**PROBLEM REQUIREMENTS:** Copy out every one of the entries below line for line, without changing a single character.

start MATERIAL PROVIDED

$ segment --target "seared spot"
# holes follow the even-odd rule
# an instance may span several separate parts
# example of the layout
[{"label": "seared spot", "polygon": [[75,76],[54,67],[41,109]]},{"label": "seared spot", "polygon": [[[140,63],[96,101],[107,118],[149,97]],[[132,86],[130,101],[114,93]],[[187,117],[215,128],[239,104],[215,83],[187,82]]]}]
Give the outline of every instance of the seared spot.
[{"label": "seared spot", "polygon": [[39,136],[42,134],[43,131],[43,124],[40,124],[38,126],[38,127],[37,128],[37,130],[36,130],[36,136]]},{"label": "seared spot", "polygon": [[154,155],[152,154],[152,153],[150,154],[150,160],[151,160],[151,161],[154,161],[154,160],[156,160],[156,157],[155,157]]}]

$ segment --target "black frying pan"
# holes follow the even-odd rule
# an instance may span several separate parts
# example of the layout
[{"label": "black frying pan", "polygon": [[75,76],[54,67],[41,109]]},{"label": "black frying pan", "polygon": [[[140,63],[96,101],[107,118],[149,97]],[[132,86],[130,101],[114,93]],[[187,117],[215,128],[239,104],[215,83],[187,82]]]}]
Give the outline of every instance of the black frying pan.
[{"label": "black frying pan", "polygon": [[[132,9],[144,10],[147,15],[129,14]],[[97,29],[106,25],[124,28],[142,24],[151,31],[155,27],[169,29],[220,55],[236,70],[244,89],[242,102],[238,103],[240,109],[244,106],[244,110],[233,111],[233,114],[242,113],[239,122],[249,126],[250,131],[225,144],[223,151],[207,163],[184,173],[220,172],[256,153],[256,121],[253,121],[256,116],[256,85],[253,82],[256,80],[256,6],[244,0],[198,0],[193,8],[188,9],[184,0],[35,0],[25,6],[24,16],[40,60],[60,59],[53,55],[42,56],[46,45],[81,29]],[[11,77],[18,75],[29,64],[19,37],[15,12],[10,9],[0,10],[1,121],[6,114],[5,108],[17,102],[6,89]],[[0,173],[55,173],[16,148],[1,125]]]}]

end MATERIAL PROVIDED

**OUTPUT FOR THIS EXERCISE:**
$ segment --target "seared spot"
# holes follow the even-odd rule
# an instance may span several separate parts
# example of the layout
[{"label": "seared spot", "polygon": [[75,76],[54,67],[41,109]]},{"label": "seared spot", "polygon": [[[140,63],[96,101],[107,118],[149,97]],[[132,86],[130,101],[114,93]],[[187,117],[215,128],[239,104],[215,83],[187,82]]]}]
Give the outline of every instance of the seared spot.
[{"label": "seared spot", "polygon": [[39,136],[42,134],[43,131],[43,124],[40,124],[38,126],[38,127],[37,128],[37,130],[36,130],[36,136]]},{"label": "seared spot", "polygon": [[154,155],[152,154],[152,153],[150,154],[150,160],[151,160],[151,161],[154,161],[154,160],[156,160],[156,157],[155,157]]}]

$ segment --target "black frying pan"
# holes follow the even-odd rule
# an instance may span several separate parts
# example of the layout
[{"label": "black frying pan", "polygon": [[75,76],[54,67],[41,109]]},{"label": "black frying pan", "polygon": [[[140,63],[96,101],[107,118],[149,97]],[[132,86],[130,101],[114,93]],[[187,117],[215,128],[239,104],[215,83],[187,82]]]}]
Give the outline of every instance of the black frying pan.
[{"label": "black frying pan", "polygon": [[[132,9],[144,10],[147,15],[129,14]],[[97,29],[106,25],[124,28],[142,24],[151,31],[155,27],[169,29],[220,55],[236,70],[244,89],[242,102],[238,103],[240,109],[244,106],[244,110],[233,111],[233,114],[242,113],[239,122],[249,126],[250,131],[225,144],[223,151],[207,163],[184,173],[220,172],[256,153],[256,121],[253,121],[256,116],[256,85],[253,82],[256,80],[256,6],[244,0],[198,0],[193,8],[188,9],[184,0],[35,0],[25,6],[24,16],[40,60],[60,59],[53,55],[42,56],[46,45],[81,29]],[[11,77],[18,75],[29,64],[19,37],[15,12],[10,9],[0,10],[1,121],[6,114],[5,108],[17,102],[6,89]],[[0,173],[55,173],[16,148],[1,125]]]}]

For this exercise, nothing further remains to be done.